Exercise => Revise the material below by replacing every "Target" with "Label", leaving all else unchanged.

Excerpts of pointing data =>
++++++++

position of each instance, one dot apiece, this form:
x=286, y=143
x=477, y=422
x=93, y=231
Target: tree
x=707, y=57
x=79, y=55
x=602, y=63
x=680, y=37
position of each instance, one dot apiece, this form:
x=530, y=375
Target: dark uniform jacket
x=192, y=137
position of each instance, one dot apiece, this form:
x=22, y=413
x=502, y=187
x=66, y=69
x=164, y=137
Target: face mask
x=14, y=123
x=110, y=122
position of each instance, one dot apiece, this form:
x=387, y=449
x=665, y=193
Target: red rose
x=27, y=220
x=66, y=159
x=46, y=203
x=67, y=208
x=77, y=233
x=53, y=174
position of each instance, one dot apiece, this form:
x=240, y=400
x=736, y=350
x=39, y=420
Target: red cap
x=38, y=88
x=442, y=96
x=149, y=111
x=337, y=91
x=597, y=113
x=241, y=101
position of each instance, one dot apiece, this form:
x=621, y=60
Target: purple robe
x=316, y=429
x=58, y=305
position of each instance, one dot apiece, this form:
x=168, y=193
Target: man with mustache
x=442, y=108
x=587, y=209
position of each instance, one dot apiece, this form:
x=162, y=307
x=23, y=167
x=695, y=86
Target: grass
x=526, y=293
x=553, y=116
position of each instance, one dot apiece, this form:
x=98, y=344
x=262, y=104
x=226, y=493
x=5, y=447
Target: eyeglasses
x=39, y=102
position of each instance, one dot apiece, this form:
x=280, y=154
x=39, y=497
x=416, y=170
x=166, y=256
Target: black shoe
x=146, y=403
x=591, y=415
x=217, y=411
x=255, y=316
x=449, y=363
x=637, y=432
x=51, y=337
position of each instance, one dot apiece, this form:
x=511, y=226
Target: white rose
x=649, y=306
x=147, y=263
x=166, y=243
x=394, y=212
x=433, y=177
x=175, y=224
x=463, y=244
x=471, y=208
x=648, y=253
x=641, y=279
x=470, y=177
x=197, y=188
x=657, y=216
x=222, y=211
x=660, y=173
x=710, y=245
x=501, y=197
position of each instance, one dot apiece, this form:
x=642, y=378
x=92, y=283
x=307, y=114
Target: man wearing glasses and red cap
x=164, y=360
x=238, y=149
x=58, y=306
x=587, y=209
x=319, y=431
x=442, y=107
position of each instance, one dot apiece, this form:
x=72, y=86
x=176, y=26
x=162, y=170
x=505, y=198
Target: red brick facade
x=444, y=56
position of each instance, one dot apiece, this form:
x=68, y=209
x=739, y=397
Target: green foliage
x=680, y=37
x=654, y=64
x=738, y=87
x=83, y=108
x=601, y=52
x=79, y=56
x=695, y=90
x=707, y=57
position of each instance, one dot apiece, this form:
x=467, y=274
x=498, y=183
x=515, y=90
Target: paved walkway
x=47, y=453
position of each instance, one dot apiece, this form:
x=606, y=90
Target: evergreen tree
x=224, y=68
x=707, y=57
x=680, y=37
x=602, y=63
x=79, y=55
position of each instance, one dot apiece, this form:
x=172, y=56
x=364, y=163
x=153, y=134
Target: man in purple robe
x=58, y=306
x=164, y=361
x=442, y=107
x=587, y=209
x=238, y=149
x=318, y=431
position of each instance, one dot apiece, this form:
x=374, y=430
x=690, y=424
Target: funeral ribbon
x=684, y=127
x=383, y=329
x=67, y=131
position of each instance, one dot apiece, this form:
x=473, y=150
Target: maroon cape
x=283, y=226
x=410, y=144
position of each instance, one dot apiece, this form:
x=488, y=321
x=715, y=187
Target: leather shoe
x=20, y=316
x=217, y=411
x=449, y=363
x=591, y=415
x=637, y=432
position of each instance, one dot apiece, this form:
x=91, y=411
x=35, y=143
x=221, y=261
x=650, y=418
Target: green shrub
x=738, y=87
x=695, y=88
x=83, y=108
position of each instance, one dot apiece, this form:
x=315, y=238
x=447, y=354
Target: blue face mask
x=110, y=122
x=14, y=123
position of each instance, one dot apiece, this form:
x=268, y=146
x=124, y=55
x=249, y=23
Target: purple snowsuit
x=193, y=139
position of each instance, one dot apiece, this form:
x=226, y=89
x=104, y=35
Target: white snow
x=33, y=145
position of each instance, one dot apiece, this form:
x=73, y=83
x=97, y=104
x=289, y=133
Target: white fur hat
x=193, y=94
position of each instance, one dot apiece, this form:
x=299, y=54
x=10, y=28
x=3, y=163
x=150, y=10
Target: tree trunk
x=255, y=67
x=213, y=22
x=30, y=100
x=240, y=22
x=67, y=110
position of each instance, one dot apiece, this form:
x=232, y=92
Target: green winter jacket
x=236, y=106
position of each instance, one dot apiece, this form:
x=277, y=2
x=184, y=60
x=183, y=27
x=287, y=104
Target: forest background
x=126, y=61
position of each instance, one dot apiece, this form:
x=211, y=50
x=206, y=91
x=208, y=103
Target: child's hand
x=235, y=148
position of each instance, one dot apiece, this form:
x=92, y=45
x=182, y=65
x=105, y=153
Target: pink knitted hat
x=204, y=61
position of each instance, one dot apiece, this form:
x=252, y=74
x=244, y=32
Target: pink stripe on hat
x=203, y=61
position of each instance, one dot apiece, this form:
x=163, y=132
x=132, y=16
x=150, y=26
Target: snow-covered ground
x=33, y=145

++++++++

Result =>
position of each instance, one dot apiece, this form:
x=286, y=143
x=477, y=422
x=93, y=231
Label: tree
x=707, y=57
x=79, y=55
x=602, y=63
x=680, y=37
position of each instance, one dot apiece, this form:
x=530, y=375
Label: dark uniform jacket
x=192, y=137
position of each instance, one dot apiece, this form:
x=22, y=413
x=502, y=187
x=66, y=69
x=164, y=137
Label: face mask
x=14, y=123
x=110, y=122
position of each instance, one dot apiece, this form:
x=387, y=449
x=665, y=193
Label: red rose
x=27, y=220
x=66, y=159
x=46, y=203
x=67, y=208
x=77, y=233
x=53, y=174
position of each instance, one dot apiece, this form:
x=240, y=400
x=736, y=350
x=39, y=420
Label: red cap
x=38, y=88
x=442, y=96
x=149, y=111
x=337, y=91
x=597, y=113
x=241, y=101
position of each instance, one dot apiece, this form:
x=621, y=60
Label: purple robe
x=316, y=429
x=58, y=305
position of each instance, one dot apiece, this form:
x=168, y=193
Label: man with mustache
x=442, y=108
x=587, y=209
position of each instance, one dot apiece, this form:
x=162, y=307
x=23, y=167
x=695, y=86
Label: grass
x=526, y=293
x=553, y=116
position of each instance, one dot apiece, this form:
x=98, y=344
x=262, y=104
x=226, y=493
x=5, y=447
Label: eyeglasses
x=39, y=102
position of each instance, one dot apiece, this form:
x=280, y=154
x=39, y=497
x=416, y=170
x=166, y=256
Label: black shoe
x=146, y=403
x=591, y=415
x=217, y=411
x=255, y=316
x=449, y=363
x=637, y=432
x=51, y=337
position of each instance, one dot apiece, this form:
x=511, y=226
Label: white rose
x=649, y=306
x=147, y=263
x=166, y=243
x=394, y=212
x=433, y=177
x=175, y=224
x=463, y=244
x=471, y=208
x=648, y=253
x=641, y=279
x=470, y=177
x=197, y=188
x=657, y=216
x=222, y=211
x=660, y=173
x=710, y=245
x=501, y=197
position of each instance, one dot apiece, this form:
x=642, y=378
x=92, y=283
x=307, y=114
Label: man wearing glasses and red cap
x=164, y=360
x=238, y=149
x=58, y=306
x=587, y=209
x=319, y=431
x=442, y=107
position of each instance, one dot apiece, this form:
x=72, y=86
x=176, y=26
x=162, y=170
x=505, y=198
Label: red brick facade
x=444, y=56
position of each instance, one dot apiece, this form:
x=68, y=209
x=739, y=397
Label: green foliage
x=680, y=37
x=654, y=64
x=738, y=87
x=83, y=108
x=601, y=52
x=79, y=56
x=695, y=90
x=707, y=57
position of each instance, one dot apiece, this form:
x=467, y=274
x=498, y=183
x=515, y=90
Label: paved walkway
x=47, y=453
position of each instance, one dot apiece, this form:
x=606, y=90
Label: evergreen tree
x=224, y=68
x=707, y=57
x=680, y=37
x=602, y=63
x=79, y=55
position of each instance, one dot apiece, this form:
x=172, y=56
x=364, y=163
x=153, y=134
Label: man in purple robe
x=58, y=306
x=164, y=361
x=442, y=107
x=587, y=209
x=238, y=149
x=318, y=431
position of each instance, one dot apiece, this form:
x=374, y=430
x=690, y=424
Label: funeral ribbon
x=684, y=127
x=383, y=329
x=67, y=131
position of each instance, one dot apiece, this form:
x=473, y=150
Label: maroon cape
x=283, y=226
x=410, y=144
position of each instance, one dot apiece, this form:
x=488, y=321
x=715, y=187
Label: leather shoe
x=20, y=316
x=217, y=411
x=449, y=363
x=591, y=415
x=637, y=432
position of each instance, one dot apiece, this form:
x=91, y=411
x=35, y=143
x=221, y=261
x=650, y=418
Label: green shrub
x=738, y=87
x=695, y=88
x=83, y=108
position of each instance, one dot apiece, this form:
x=315, y=238
x=447, y=354
Label: blue face mask
x=110, y=122
x=14, y=123
position of each instance, one dot apiece, this form:
x=268, y=146
x=124, y=55
x=249, y=23
Label: purple snowsuit
x=193, y=139
position of each instance, one dot apiece, this form:
x=226, y=89
x=104, y=35
Label: white snow
x=33, y=145
position of each instance, one dot apiece, this form:
x=73, y=83
x=97, y=104
x=289, y=133
Label: white fur hat
x=193, y=94
position of each instance, one dot apiece, this form:
x=299, y=54
x=10, y=28
x=3, y=163
x=150, y=10
Label: tree trunk
x=255, y=67
x=213, y=22
x=30, y=100
x=240, y=22
x=67, y=110
position of each instance, one dot apiece, this form:
x=232, y=92
Label: green winter jacket
x=236, y=106
position of each instance, one dot apiece, this form:
x=277, y=2
x=184, y=60
x=183, y=27
x=287, y=104
Label: forest background
x=126, y=61
position of each instance, one dot apiece, this form:
x=211, y=50
x=206, y=91
x=208, y=103
Label: child's hand
x=235, y=148
position of each instance, one dot apiece, this form:
x=92, y=45
x=182, y=65
x=105, y=153
Label: pink knitted hat
x=204, y=61
position of each instance, one dot apiece, this form:
x=252, y=74
x=244, y=32
Label: pink stripe on hat
x=203, y=61
position of each instance, one dot apiece, this form:
x=163, y=132
x=132, y=16
x=150, y=26
Label: snow-covered ground
x=33, y=145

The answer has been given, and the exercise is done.